TASK MATERIAL:
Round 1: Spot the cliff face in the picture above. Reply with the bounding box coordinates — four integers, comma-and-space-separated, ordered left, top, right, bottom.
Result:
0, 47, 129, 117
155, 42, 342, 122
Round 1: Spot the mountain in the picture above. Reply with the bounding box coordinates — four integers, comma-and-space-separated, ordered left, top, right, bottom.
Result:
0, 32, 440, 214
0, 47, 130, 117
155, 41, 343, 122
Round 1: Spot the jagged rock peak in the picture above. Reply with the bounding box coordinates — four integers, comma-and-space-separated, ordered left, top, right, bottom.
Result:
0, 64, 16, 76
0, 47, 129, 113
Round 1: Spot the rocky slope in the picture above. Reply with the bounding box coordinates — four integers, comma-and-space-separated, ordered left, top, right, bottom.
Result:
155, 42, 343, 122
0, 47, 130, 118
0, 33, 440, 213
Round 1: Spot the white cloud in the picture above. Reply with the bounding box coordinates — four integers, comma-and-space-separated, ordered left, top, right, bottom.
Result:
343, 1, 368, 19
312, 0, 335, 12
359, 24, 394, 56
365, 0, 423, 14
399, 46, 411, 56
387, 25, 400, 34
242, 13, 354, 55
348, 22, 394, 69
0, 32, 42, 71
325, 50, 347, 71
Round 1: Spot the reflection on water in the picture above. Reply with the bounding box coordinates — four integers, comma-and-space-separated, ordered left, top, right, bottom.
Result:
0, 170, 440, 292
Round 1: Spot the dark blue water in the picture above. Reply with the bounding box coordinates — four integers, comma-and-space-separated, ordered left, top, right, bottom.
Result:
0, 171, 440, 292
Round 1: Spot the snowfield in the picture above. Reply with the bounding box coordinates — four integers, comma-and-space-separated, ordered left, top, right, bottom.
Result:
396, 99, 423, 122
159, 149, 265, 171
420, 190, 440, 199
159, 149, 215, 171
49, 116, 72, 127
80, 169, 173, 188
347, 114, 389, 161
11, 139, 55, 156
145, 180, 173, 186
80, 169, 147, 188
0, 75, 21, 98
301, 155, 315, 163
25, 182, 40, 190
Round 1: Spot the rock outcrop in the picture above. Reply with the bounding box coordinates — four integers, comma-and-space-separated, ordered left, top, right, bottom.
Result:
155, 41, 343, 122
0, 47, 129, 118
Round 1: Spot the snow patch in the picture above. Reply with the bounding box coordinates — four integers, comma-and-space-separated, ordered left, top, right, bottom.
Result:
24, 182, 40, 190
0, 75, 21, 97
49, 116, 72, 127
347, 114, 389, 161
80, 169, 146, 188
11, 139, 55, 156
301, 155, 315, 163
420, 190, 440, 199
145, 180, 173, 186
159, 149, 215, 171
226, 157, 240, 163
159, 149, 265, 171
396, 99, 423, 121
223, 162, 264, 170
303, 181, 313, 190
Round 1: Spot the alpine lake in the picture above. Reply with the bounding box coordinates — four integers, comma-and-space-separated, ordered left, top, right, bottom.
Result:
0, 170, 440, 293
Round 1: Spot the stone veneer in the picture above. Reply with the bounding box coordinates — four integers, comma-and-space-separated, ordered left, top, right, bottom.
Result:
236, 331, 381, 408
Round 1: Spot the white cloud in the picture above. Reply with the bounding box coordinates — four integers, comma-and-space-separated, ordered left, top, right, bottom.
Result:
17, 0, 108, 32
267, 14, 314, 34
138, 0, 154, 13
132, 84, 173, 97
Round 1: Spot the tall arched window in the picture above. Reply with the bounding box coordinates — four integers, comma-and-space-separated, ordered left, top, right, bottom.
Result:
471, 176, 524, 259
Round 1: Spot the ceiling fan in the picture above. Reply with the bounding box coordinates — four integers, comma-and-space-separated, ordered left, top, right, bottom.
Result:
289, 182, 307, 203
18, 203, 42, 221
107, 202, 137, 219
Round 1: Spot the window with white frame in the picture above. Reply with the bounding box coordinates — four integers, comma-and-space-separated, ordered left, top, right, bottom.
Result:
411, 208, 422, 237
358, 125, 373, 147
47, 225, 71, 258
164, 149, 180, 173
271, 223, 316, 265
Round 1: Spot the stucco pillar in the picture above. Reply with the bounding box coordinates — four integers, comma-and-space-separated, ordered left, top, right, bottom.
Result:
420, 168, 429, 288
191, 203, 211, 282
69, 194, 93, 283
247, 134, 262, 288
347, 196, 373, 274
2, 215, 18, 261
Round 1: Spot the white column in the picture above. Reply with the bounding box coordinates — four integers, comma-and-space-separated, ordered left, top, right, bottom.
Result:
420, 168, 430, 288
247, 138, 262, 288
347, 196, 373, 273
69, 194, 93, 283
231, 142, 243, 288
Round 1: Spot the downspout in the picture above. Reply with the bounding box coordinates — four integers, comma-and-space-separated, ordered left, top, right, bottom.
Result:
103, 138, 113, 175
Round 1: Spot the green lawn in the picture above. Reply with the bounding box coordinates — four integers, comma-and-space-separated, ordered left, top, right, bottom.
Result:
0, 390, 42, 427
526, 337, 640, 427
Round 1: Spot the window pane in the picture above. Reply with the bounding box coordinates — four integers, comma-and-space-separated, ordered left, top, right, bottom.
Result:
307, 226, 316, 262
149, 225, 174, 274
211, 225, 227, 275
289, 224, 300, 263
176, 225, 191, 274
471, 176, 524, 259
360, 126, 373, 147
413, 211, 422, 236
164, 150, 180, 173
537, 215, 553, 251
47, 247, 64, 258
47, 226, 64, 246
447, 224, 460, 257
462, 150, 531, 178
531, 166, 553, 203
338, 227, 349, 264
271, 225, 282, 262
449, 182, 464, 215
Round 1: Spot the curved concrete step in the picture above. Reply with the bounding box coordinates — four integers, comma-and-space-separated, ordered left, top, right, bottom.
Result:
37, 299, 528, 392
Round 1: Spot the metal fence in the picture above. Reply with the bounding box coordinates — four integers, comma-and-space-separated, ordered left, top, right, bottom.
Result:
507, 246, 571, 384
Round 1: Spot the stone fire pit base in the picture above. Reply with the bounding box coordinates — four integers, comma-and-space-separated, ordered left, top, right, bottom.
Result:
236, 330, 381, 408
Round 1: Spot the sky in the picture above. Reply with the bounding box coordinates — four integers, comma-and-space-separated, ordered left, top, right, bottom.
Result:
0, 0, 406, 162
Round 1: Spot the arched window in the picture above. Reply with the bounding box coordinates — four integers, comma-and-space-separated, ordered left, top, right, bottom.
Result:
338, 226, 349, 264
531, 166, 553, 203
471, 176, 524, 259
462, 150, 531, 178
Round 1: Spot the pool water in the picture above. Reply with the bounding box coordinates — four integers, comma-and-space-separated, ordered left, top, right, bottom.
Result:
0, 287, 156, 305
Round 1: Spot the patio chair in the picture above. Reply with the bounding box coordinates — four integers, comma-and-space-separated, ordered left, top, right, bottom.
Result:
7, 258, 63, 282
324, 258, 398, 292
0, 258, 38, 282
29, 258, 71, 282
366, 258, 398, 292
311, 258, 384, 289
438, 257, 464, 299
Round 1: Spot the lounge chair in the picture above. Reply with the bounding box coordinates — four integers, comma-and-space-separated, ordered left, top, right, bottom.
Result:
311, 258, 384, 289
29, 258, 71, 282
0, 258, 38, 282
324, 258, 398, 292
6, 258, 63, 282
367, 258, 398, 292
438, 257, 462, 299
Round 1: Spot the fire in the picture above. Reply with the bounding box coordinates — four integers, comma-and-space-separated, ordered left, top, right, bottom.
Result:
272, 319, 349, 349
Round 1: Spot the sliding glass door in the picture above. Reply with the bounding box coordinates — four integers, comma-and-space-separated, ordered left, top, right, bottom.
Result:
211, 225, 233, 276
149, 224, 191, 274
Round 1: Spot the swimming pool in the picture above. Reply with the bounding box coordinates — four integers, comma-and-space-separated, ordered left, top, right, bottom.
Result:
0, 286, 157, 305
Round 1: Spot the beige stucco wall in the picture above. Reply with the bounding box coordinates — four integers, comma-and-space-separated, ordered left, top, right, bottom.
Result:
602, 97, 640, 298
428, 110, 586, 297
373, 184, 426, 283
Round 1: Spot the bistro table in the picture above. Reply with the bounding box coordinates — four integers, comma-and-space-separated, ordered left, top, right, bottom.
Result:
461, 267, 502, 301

YOUR GOAL: Rewrite in full the lines above, starting at the one containing "Round 1: Spot the metal" and ending at the one containing "272, 319, 349, 349". Shift every bounding box coordinate in them up by 90.

WRITTEN REPLY:
Round 1: Spot the metal fence in the picture above. Reply with the bounding box coordinates — four integers, comma-and-space-separated, ordered left, top, right, bottom.
Result:
597, 336, 661, 474
Round 1: Spot the stone fire pit base in the picture above. Reply with the bounding box coordinates — four integers, comma-and-space-separated, ordered left, top, right, bottom.
Result:
326, 420, 471, 498
Round 1: Spot the sky in the picture above. Reply with the bounding box coordinates — four integers, comma-and-space-separated, ordered left, top, right, bottom.
Result:
90, 90, 496, 252
Round 1: Spot the arched window in the picture above. Reply with the bounding box coordinates — four integers, comma-and-space-separated, ordered left, top, right, bottom.
Result:
428, 316, 439, 354
621, 256, 643, 293
561, 266, 614, 349
552, 240, 621, 268
Round 1: Spot the pool water in the picture above. Reply with the bounding box coordinates — four integers, comma-and-space-separated, ordered left, top, right, bottom.
Result:
90, 377, 246, 395
Round 1: Spot the patio chair in the picture above. Reply with the bounding box coordinates — four integers, comma-and-space-separated, ordered left, top, right, bottom.
Result:
97, 348, 153, 372
414, 348, 488, 382
90, 348, 128, 372
119, 348, 161, 372
456, 348, 488, 382
401, 348, 474, 379
528, 347, 554, 389
Round 1: Spot the lounge chair in the picture above. Reply with the bounding box coordinates — four integers, comma-and-space-separated, ordered left, top, right, bottom.
Result:
401, 348, 474, 379
119, 348, 161, 372
90, 348, 128, 372
414, 348, 488, 382
96, 348, 153, 372
457, 348, 488, 382
528, 347, 552, 389
Round 1: Spot the fire in the picture above. Reply with the bounding box coordinates — four integers, comma-and-space-separated, ordered left, top, right, bottom.
Result:
362, 409, 439, 439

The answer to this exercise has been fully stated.